● **DIRECTIONS FOR THIS TASK**: Begin at the line with "column 137, row 168" and write out every line after it, exactly, through the last line below, adding nothing.

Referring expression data
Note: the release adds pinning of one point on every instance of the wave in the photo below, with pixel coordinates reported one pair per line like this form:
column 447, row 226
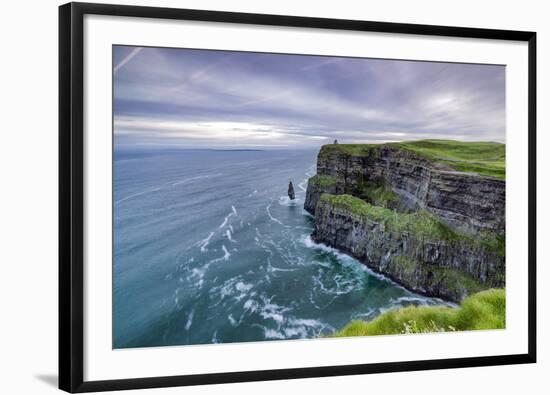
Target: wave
column 138, row 194
column 186, row 180
column 204, row 243
column 286, row 201
column 271, row 216
column 189, row 320
column 228, row 235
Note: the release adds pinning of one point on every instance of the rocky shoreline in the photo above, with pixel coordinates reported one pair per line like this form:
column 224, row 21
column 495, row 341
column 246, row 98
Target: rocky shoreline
column 435, row 230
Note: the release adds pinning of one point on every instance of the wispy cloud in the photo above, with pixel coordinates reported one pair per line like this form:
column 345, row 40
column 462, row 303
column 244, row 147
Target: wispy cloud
column 207, row 98
column 129, row 57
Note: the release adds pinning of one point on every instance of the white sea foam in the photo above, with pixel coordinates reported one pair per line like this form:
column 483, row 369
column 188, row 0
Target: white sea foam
column 286, row 201
column 187, row 180
column 271, row 216
column 138, row 194
column 273, row 334
column 189, row 320
column 228, row 235
column 225, row 256
column 204, row 243
column 243, row 287
column 225, row 220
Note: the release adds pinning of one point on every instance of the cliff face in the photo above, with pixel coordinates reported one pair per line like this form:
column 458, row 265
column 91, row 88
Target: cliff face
column 435, row 230
column 465, row 201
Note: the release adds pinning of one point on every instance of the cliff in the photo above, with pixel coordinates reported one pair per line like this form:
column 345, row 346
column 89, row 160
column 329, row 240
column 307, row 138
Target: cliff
column 433, row 223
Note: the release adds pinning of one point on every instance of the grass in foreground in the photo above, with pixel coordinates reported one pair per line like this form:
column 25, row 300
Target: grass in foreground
column 483, row 158
column 483, row 310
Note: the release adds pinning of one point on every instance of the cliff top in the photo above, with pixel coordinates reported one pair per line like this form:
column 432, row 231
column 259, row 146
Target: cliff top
column 483, row 158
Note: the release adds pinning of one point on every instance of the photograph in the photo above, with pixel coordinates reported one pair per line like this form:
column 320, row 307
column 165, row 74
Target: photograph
column 270, row 196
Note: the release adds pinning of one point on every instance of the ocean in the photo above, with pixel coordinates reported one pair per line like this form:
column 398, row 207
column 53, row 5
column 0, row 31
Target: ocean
column 208, row 248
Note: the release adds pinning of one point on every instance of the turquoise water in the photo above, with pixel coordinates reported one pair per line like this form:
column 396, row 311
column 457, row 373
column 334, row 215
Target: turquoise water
column 209, row 249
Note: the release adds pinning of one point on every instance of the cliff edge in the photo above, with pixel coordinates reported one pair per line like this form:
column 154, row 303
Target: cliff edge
column 429, row 214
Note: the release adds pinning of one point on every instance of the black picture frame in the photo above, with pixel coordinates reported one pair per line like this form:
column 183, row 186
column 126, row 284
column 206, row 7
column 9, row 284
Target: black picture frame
column 71, row 195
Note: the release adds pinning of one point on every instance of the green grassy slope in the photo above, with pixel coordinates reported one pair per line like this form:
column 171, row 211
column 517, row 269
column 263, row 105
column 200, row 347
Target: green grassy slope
column 484, row 158
column 421, row 224
column 483, row 310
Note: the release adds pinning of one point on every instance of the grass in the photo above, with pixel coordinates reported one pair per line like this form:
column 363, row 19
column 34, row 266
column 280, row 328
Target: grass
column 483, row 158
column 322, row 181
column 420, row 224
column 378, row 194
column 483, row 310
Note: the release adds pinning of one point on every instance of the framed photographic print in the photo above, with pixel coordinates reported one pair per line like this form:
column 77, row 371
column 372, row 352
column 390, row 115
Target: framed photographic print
column 253, row 197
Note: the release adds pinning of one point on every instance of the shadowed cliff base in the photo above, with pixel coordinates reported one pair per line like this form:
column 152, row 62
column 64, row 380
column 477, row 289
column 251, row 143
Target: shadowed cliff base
column 411, row 212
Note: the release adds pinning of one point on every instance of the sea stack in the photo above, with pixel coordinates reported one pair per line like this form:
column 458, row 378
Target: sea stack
column 291, row 194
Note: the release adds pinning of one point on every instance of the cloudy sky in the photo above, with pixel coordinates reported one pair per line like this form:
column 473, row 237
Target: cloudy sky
column 220, row 99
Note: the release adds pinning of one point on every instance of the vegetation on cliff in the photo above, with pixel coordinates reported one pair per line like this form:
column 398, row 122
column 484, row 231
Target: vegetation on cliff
column 483, row 158
column 483, row 310
column 420, row 224
column 322, row 181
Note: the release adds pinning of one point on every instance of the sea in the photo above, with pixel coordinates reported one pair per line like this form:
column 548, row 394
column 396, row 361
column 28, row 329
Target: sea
column 208, row 248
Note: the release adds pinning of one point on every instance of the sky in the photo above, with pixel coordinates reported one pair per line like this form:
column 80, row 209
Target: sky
column 222, row 99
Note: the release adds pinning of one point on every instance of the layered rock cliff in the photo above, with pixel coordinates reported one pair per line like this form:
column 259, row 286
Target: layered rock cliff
column 434, row 229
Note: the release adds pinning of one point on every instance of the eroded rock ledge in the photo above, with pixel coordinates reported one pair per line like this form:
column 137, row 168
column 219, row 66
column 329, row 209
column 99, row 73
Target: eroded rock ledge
column 433, row 229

● **ANSWER SPACE**:
column 137, row 168
column 219, row 66
column 329, row 209
column 99, row 73
Target: eroded rock ledge
column 433, row 229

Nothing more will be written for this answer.